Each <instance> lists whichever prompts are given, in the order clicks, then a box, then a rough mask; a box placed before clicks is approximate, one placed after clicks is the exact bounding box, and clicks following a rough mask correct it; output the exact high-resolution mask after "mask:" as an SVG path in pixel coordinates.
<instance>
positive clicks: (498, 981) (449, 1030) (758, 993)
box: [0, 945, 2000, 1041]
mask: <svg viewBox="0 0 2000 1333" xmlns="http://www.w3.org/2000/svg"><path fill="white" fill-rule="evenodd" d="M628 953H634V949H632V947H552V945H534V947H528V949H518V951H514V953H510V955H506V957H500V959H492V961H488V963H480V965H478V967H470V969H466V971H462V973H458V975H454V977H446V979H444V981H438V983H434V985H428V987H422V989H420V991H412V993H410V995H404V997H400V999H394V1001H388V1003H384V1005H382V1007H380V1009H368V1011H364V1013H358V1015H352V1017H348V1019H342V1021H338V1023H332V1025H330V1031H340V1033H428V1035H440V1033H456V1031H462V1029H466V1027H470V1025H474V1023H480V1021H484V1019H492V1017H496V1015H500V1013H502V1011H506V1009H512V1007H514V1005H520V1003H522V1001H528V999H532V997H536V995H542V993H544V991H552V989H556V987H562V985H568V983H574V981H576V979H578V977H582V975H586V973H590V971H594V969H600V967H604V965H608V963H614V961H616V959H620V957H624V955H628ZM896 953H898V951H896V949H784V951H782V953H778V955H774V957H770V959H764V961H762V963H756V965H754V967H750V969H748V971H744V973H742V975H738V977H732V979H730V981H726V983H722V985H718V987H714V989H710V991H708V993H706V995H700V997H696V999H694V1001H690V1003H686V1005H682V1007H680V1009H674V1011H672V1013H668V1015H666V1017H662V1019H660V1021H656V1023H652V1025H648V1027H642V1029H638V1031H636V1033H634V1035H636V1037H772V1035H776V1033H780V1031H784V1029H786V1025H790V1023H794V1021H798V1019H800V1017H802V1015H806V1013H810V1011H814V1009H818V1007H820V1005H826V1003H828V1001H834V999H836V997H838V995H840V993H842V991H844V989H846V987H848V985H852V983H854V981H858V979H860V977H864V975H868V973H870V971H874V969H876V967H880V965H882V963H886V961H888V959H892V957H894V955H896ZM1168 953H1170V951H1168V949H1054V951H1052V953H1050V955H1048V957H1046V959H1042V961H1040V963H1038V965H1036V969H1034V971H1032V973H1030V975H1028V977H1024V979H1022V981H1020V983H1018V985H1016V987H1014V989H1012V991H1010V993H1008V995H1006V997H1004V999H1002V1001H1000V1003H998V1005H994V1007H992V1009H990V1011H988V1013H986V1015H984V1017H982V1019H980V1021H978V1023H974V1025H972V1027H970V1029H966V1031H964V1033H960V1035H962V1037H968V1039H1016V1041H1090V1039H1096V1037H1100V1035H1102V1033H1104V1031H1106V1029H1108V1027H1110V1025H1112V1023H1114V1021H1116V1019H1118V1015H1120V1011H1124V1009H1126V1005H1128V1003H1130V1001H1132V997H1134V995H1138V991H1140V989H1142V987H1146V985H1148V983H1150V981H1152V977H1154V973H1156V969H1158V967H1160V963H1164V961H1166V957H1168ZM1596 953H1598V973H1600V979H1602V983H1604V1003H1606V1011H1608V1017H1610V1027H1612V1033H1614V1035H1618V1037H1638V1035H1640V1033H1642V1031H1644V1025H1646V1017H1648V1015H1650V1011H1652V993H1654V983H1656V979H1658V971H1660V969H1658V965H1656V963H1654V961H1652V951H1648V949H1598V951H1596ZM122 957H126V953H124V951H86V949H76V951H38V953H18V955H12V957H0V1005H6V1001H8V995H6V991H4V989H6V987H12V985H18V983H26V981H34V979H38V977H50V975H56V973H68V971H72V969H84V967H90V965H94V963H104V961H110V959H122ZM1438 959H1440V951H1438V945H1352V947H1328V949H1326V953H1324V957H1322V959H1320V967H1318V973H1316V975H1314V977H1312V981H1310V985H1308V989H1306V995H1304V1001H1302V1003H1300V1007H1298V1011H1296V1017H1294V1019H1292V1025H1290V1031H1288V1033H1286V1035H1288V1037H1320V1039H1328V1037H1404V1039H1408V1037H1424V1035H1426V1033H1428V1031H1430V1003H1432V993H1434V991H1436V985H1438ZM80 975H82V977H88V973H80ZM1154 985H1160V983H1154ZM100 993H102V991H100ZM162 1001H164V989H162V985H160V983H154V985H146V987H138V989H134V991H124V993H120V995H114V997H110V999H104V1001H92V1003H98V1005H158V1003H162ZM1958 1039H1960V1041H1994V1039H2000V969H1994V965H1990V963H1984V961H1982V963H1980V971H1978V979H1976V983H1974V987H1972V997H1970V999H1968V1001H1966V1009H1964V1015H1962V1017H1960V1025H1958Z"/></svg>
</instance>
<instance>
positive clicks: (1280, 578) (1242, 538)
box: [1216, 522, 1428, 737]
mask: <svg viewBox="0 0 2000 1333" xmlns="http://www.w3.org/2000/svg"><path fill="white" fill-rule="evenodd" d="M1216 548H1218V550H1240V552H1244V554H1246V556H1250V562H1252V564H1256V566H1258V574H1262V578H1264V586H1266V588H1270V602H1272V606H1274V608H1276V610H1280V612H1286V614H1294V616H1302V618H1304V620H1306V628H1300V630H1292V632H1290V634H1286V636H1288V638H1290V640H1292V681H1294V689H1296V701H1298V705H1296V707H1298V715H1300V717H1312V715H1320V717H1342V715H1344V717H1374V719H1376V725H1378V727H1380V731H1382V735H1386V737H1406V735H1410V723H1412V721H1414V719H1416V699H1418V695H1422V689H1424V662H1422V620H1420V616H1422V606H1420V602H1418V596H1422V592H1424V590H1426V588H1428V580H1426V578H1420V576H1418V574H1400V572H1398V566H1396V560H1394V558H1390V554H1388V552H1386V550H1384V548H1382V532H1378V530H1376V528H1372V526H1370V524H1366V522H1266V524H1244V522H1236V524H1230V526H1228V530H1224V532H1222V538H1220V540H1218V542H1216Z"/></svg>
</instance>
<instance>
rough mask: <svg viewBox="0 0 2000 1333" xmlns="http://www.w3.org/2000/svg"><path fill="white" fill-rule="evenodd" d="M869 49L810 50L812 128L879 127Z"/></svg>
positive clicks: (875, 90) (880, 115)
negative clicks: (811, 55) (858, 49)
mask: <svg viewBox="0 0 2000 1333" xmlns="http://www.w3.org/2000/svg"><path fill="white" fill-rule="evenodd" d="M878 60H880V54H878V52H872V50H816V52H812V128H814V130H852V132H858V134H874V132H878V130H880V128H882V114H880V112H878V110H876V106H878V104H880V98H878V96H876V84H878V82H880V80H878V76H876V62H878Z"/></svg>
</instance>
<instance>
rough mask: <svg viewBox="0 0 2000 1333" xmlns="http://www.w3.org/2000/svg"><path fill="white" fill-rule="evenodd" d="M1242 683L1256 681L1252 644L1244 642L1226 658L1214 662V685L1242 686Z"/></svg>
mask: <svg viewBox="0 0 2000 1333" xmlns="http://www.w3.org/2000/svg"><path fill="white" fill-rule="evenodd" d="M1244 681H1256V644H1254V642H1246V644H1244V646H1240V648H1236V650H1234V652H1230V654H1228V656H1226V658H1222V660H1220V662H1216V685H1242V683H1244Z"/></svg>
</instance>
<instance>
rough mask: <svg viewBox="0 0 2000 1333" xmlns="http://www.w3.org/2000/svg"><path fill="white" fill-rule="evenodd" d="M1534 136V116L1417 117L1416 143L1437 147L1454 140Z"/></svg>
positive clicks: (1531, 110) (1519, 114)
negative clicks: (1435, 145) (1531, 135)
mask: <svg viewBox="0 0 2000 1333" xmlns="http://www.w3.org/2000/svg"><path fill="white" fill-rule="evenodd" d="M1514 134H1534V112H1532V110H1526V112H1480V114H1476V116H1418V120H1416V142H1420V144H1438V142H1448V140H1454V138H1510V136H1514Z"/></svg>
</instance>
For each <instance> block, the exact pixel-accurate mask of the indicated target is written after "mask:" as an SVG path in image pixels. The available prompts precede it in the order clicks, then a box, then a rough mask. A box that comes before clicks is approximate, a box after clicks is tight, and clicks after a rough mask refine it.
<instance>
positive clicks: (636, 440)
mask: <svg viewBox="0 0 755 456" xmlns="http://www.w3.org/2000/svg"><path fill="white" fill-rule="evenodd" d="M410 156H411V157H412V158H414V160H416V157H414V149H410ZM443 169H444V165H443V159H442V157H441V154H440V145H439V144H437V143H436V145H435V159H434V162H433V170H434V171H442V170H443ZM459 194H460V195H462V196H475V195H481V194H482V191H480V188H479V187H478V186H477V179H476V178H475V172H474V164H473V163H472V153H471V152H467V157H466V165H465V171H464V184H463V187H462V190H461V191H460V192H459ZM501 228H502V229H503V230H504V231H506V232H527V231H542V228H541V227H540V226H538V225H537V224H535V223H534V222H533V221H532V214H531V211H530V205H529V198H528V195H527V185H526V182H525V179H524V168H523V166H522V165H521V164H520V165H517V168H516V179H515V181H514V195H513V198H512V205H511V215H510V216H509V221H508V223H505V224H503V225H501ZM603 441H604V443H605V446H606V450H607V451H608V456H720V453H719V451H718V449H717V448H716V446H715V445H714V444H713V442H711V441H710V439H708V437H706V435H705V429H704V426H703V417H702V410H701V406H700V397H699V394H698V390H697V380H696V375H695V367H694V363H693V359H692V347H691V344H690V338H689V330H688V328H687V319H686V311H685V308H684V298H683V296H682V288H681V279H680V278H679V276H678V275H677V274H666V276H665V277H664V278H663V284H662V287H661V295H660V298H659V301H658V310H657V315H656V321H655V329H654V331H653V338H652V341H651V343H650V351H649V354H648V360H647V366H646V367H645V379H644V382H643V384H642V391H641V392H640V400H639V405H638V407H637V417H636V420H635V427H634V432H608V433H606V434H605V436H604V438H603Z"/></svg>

=======

=== Task ===
If a line in the entries above contains the word "then", copy it.

=== Written reply ===
Each <instance> lists whichever prompts are given, in the order clicks, then a box, then a rough mask; a box placed before clicks is approximate, one placed after clicks is the exact bounding box, and clicks following a rough mask correct it; output the exact high-resolution mask after "mask:" as an SVG path in pixel coordinates.
For each <instance> block, the exact pixel-accurate mask of the indicated target is written after "mask:" as an SVG path in image pixels. The available prompts precede it in the order clicks, then a box, then a rough mask. A box that comes before clicks is approximate, a box after clicks is tight, and clicks after a rough mask refine it.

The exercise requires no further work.